**Excerpted data:**
※

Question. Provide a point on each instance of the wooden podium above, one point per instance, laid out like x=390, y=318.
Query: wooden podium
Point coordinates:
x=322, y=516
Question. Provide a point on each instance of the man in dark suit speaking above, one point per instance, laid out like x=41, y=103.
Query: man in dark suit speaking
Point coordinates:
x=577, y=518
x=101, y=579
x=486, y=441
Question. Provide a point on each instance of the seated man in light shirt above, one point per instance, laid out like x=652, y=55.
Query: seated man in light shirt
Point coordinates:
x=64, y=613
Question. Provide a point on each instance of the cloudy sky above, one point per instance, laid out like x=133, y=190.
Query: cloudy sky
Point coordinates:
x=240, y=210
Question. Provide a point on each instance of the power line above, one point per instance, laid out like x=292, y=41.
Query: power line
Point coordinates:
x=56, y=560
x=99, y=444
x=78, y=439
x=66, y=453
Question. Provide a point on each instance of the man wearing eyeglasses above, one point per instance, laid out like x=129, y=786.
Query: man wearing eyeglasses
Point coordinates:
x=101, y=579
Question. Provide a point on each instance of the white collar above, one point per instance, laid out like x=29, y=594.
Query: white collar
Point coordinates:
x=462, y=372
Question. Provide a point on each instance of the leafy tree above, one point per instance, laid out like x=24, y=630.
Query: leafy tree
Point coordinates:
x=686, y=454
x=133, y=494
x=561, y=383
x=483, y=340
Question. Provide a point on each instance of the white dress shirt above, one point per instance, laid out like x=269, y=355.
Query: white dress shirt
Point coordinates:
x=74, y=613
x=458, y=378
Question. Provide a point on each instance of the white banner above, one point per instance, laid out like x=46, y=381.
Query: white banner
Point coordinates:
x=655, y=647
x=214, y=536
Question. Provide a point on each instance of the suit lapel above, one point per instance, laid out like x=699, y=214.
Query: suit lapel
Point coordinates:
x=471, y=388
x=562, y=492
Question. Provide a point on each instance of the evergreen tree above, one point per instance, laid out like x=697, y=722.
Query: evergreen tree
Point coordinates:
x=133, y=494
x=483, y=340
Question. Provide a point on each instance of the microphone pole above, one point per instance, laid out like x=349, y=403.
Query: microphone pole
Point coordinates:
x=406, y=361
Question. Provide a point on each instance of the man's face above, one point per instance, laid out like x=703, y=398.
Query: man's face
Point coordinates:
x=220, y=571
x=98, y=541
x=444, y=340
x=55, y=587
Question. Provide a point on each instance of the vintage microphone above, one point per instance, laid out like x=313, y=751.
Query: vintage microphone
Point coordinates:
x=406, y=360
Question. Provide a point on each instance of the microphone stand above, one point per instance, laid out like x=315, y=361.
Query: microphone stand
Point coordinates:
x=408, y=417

※

Write down exactly the span of lines above from the one containing "Query: wooden podium" to the one containing "Query: power line", both ends included.

Query: wooden podium
Point coordinates:
x=322, y=516
Question. Provide a point on each instance of the man in dark suit speaking above, one point per instance, laid out like x=41, y=103.
Query: man in dark suit speaking
Point coordinates:
x=577, y=518
x=101, y=579
x=486, y=441
Question. Provide a point on each instance of the seated man in light shirt above, one point per instance, laid out like x=652, y=55.
Query: seated man in light shirt
Point coordinates:
x=64, y=613
Question. Provide a point on each instance of the cloudy sky above, one point per instance, laid out like x=133, y=190.
Query: cloudy sky
Point coordinates:
x=240, y=210
Question. Provide a point on each instance of the power line above, one point per instance, laid out like x=292, y=41.
Query: power line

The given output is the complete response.